▶ [WHAT IS BEING ASKED]: Identify each line below that contains the word "stainless", matching case exactly, and copy every such line in full.

--------

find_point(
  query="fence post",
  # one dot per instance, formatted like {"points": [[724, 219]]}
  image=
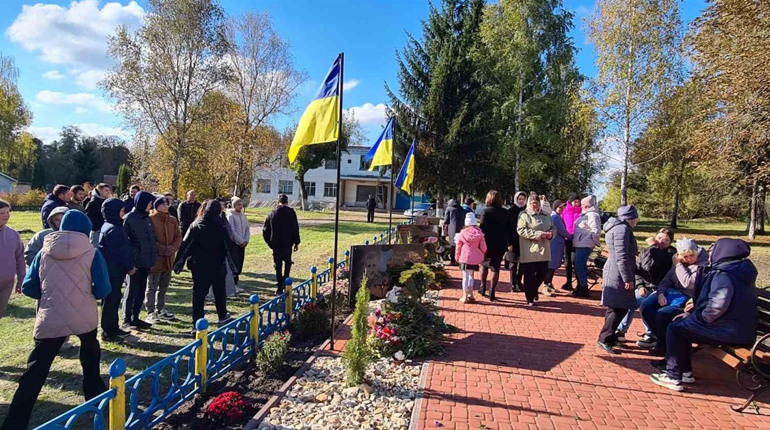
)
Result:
{"points": [[313, 284], [117, 417], [255, 316], [202, 354]]}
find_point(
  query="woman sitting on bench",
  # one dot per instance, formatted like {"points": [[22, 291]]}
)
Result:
{"points": [[725, 312]]}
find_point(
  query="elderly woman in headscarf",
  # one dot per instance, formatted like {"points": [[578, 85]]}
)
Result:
{"points": [[206, 251], [618, 275]]}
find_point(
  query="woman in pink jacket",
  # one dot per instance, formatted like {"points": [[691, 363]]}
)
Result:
{"points": [[471, 248]]}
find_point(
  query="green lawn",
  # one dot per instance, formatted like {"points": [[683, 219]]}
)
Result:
{"points": [[63, 388]]}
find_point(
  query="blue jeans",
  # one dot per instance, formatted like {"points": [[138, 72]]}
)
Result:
{"points": [[581, 266]]}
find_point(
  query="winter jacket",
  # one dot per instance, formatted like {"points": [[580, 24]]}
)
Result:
{"points": [[558, 241], [570, 215], [281, 229], [726, 304], [497, 227], [187, 214], [94, 210], [587, 229], [11, 256], [167, 234], [239, 227], [620, 267], [50, 203], [67, 277], [113, 241], [531, 228], [454, 219], [654, 263], [140, 232], [471, 246]]}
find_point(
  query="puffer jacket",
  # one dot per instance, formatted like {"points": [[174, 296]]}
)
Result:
{"points": [[531, 228], [471, 246], [620, 267], [141, 233], [167, 234], [67, 277]]}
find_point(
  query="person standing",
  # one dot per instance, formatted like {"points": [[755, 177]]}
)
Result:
{"points": [[77, 195], [618, 275], [535, 233], [188, 211], [239, 226], [116, 249], [12, 266], [512, 256], [497, 229], [371, 205], [144, 254], [569, 216], [57, 198], [557, 245], [168, 239], [587, 236], [66, 277], [205, 249], [281, 232], [99, 194]]}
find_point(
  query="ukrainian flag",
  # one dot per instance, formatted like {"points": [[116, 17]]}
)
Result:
{"points": [[381, 153], [320, 121], [406, 175]]}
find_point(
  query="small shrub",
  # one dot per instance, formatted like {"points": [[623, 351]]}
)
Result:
{"points": [[270, 357], [228, 407], [357, 354], [313, 319]]}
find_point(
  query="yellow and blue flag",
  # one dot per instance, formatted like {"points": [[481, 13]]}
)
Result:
{"points": [[320, 121], [406, 175], [381, 154]]}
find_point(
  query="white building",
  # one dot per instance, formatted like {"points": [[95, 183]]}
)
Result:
{"points": [[356, 182]]}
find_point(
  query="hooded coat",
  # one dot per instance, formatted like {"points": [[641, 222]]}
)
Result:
{"points": [[141, 233], [113, 241], [620, 267], [471, 246], [726, 303], [531, 228], [67, 277]]}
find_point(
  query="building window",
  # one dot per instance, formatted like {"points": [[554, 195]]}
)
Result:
{"points": [[286, 187], [263, 186], [330, 189], [309, 189], [363, 164]]}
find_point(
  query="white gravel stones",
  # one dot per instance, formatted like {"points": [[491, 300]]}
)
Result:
{"points": [[321, 400]]}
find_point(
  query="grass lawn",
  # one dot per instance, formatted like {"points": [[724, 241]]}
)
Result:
{"points": [[63, 388]]}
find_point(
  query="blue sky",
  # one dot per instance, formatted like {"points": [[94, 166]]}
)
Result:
{"points": [[60, 50]]}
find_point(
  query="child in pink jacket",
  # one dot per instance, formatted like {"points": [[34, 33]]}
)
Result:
{"points": [[471, 248]]}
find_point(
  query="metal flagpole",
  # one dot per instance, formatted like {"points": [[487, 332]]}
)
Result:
{"points": [[337, 206]]}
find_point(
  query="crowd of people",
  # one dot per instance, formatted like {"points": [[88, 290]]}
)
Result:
{"points": [[93, 243], [685, 294]]}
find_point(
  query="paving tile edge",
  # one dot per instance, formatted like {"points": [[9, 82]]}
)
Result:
{"points": [[281, 392]]}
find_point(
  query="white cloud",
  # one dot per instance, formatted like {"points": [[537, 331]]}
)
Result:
{"points": [[349, 85], [86, 100], [53, 75], [369, 113], [76, 34]]}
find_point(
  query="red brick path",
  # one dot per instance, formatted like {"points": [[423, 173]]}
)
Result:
{"points": [[516, 367]]}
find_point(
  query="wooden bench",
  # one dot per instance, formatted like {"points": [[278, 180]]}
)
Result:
{"points": [[752, 366]]}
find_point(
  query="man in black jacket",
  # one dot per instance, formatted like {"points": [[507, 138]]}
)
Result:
{"points": [[281, 231]]}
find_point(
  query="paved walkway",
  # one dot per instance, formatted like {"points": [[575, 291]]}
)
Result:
{"points": [[516, 367]]}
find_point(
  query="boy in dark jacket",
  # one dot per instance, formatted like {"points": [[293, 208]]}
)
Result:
{"points": [[144, 252], [114, 245]]}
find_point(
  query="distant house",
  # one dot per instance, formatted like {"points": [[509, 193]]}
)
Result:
{"points": [[7, 183]]}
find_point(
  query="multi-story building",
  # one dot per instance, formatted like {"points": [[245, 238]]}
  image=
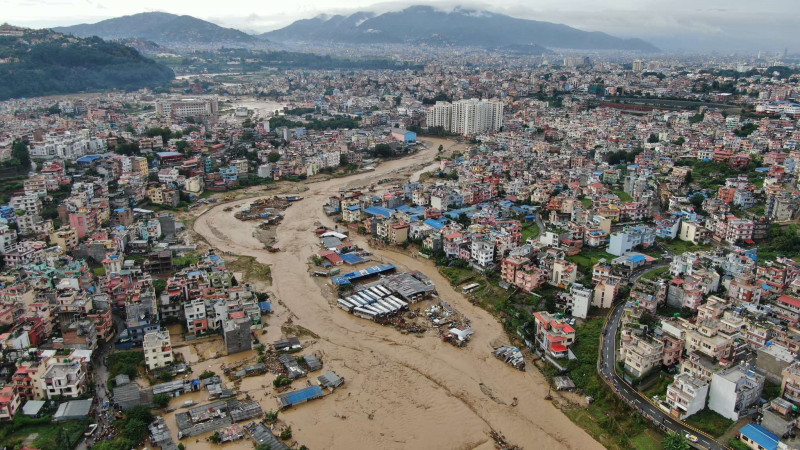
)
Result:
{"points": [[553, 336], [65, 379], [625, 241], [9, 402], [187, 107], [734, 390], [642, 354], [157, 349], [686, 395], [467, 117]]}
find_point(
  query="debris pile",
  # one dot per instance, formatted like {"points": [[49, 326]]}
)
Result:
{"points": [[511, 356]]}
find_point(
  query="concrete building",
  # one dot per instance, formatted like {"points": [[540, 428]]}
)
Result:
{"points": [[157, 350], [734, 390], [625, 241], [686, 395], [237, 334], [187, 107], [466, 117], [67, 379], [642, 354]]}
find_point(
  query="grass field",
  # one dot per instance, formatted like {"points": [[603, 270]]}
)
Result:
{"points": [[647, 440], [624, 196], [46, 435], [710, 422], [530, 230], [655, 273], [589, 257]]}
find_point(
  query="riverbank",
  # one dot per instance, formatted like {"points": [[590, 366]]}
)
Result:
{"points": [[402, 391]]}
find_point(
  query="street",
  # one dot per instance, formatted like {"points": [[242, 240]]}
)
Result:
{"points": [[608, 362]]}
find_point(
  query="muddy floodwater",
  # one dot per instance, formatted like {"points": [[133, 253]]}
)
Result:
{"points": [[402, 390]]}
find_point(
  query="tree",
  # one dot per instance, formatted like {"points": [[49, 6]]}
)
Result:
{"points": [[161, 400], [675, 441], [697, 201], [215, 438], [135, 430], [207, 374]]}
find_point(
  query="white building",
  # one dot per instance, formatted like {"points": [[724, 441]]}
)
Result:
{"points": [[195, 313], [581, 299], [157, 349], [187, 107], [482, 252], [734, 390], [467, 117], [625, 241], [67, 146], [686, 395], [67, 379], [8, 239]]}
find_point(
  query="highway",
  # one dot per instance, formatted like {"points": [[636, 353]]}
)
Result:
{"points": [[607, 367]]}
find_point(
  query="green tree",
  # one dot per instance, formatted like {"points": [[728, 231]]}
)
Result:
{"points": [[135, 430], [675, 441], [697, 201]]}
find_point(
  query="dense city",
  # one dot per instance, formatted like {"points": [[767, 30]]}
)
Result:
{"points": [[554, 250]]}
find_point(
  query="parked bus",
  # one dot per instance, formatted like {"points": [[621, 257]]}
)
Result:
{"points": [[470, 287]]}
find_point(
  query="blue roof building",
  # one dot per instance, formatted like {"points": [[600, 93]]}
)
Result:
{"points": [[754, 434]]}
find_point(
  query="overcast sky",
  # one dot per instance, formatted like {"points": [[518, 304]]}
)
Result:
{"points": [[728, 25]]}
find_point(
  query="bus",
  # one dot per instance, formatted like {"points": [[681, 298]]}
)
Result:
{"points": [[470, 287]]}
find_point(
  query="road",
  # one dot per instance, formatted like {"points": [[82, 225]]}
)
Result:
{"points": [[608, 364]]}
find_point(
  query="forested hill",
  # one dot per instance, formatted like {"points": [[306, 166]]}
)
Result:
{"points": [[42, 62]]}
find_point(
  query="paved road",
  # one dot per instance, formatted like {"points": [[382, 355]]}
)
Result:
{"points": [[608, 362]]}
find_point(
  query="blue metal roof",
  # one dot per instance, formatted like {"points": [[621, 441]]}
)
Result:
{"points": [[303, 395], [351, 258], [378, 211], [761, 436], [637, 258]]}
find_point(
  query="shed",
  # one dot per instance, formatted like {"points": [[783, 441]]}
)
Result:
{"points": [[330, 380], [32, 407], [73, 410], [313, 363]]}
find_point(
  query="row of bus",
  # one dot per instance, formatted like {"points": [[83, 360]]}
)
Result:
{"points": [[372, 303]]}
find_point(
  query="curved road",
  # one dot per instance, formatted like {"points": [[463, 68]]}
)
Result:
{"points": [[607, 368]]}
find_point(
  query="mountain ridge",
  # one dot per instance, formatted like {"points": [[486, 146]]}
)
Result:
{"points": [[416, 24], [164, 29]]}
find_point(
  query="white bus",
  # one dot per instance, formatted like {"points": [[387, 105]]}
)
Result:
{"points": [[469, 288]]}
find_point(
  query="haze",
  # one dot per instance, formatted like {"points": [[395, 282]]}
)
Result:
{"points": [[678, 25]]}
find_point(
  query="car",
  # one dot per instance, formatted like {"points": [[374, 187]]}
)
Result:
{"points": [[91, 430]]}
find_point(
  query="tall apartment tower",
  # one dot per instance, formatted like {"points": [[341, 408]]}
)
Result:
{"points": [[467, 117]]}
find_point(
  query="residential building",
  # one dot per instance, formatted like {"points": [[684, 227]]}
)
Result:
{"points": [[734, 390], [157, 349], [686, 395]]}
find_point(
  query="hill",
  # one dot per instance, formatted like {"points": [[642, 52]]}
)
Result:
{"points": [[164, 29], [41, 62], [425, 24]]}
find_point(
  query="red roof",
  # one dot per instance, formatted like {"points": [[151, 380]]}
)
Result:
{"points": [[558, 348], [789, 300]]}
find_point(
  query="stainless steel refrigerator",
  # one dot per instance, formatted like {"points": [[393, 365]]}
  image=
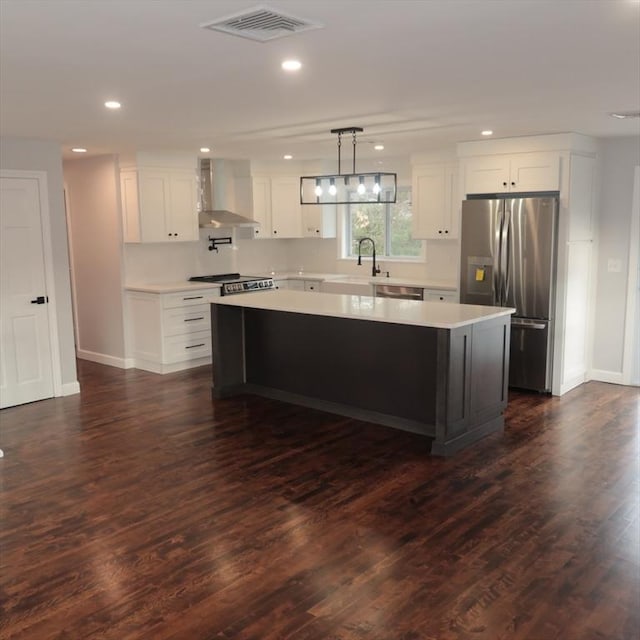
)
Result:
{"points": [[508, 259]]}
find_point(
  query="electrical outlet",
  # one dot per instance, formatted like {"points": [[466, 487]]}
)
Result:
{"points": [[614, 265]]}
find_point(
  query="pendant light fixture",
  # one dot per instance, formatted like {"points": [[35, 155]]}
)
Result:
{"points": [[347, 188]]}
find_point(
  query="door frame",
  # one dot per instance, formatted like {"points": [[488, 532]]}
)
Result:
{"points": [[47, 249]]}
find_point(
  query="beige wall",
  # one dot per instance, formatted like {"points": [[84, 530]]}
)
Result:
{"points": [[20, 154], [620, 156]]}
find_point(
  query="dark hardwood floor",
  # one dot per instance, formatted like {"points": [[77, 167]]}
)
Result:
{"points": [[140, 509]]}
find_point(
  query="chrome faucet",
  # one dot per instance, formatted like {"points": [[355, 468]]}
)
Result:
{"points": [[375, 270]]}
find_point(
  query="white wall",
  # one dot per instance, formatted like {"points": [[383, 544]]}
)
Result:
{"points": [[619, 158], [38, 155], [96, 240]]}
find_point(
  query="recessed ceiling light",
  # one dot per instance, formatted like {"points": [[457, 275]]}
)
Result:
{"points": [[623, 115], [292, 65]]}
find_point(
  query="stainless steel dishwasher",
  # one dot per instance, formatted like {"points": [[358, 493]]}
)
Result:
{"points": [[401, 292]]}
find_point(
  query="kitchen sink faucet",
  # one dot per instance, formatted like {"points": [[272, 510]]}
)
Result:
{"points": [[375, 270]]}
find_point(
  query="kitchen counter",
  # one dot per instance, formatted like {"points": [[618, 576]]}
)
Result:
{"points": [[407, 312], [342, 277], [440, 370]]}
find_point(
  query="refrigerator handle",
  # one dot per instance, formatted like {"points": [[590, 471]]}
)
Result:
{"points": [[504, 256], [497, 263]]}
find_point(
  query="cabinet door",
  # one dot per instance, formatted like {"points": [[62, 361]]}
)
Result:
{"points": [[261, 193], [486, 175], [535, 172], [453, 202], [436, 202], [429, 202], [286, 214], [154, 202], [183, 220]]}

--------

▶ [RESPONSE FOR THIS EXERCISE]:
  query="stainless steel refrigerator",
  query="stainless steel dishwasher",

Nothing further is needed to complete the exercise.